[Opening SOURCE PASSAGE section]

Chlorine detection system could be life-saver
Dunedin-based Photonic Innovations has acquired complementary gas detection technology that makes workplaces such as meat processing companies and cool stores safer.
The technology was acquired from Auckland company Southern Photonics.
Both companies use lasers for detecting gases instead of chemical sensors, which were part of the safety problem at the Pike River mine.
Photonic Innovation chief executive Dr Ojas Mahapatra said lasers were more reliable and cheaper to operate.
Chemical-based sensors required more maintenance and often gave false readings.
The technology Photonic has acquired is suitable for detecting hazardous gases across large open spaces. It complements Photonic’s own gas detection product, designed to work in confined spaces such as plant rooms.
The products are suitable for premises such as cool-store and food-processing facilities which use potentially deadly ammonia as a refrigerant. More than 100 people are seriously injured and more than a dozen killed around the world by ammonia gas leaks each year.
A major ammonia gas leak occurred in Bluff last year and there was another in Mt Maunganui a few weeks ago.

[Closing SOURCE PASSAGE section]
[Opening DATA UNDER STUDY section]

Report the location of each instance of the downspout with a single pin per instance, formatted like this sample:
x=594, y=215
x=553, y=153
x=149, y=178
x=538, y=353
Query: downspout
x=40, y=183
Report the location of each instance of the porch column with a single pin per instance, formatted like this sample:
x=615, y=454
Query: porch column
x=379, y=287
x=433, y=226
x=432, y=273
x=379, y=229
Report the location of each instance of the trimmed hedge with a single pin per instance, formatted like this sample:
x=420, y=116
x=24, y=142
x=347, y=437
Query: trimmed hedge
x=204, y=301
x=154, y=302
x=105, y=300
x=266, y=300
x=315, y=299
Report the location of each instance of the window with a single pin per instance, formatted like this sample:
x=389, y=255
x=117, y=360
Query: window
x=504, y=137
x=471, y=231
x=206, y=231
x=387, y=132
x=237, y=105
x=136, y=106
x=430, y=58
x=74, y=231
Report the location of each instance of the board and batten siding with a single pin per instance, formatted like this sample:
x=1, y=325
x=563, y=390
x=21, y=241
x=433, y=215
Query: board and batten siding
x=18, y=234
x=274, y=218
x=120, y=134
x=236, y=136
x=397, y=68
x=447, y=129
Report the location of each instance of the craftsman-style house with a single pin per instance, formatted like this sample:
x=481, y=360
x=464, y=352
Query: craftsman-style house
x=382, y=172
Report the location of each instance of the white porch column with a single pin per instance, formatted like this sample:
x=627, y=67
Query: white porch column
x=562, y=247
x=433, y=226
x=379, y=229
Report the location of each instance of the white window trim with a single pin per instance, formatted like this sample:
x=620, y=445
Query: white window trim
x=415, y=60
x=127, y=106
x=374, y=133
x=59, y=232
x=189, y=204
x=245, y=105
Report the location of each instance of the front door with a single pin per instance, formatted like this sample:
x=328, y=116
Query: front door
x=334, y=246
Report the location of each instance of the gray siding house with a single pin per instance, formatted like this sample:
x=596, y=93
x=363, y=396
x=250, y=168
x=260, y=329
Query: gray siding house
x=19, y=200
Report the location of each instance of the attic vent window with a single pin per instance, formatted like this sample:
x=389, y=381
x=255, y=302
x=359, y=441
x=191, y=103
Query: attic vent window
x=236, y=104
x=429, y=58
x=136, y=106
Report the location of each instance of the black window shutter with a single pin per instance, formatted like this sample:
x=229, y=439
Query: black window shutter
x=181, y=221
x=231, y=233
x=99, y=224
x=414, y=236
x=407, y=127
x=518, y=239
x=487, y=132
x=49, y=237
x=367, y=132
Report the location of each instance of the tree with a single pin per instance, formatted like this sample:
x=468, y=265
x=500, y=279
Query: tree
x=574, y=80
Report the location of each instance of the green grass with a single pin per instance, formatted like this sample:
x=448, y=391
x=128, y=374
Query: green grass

[Closing DATA UNDER STUDY section]

_TASKS TO CARRY OUT_.
a) List every place name that appears in the gas detection article.
b) From the gas detection article, extract the passage from "Chlorine detection system" to "company Southern Photonics.".
The listing is drawn from a separate source.

_RESULTS OF THE EXERCISE_.
a) Dunedin, Auckland, Pike River, Bluff, Mt Maunganui

b)
Chlorine detection system could be life-saver
Dunedin-based Photonic Innovations has acquired complementary gas detection technology that makes workplaces such as meat processing companies and cool stores safer.
The technology was acquired from Auckland company Southern Photonics.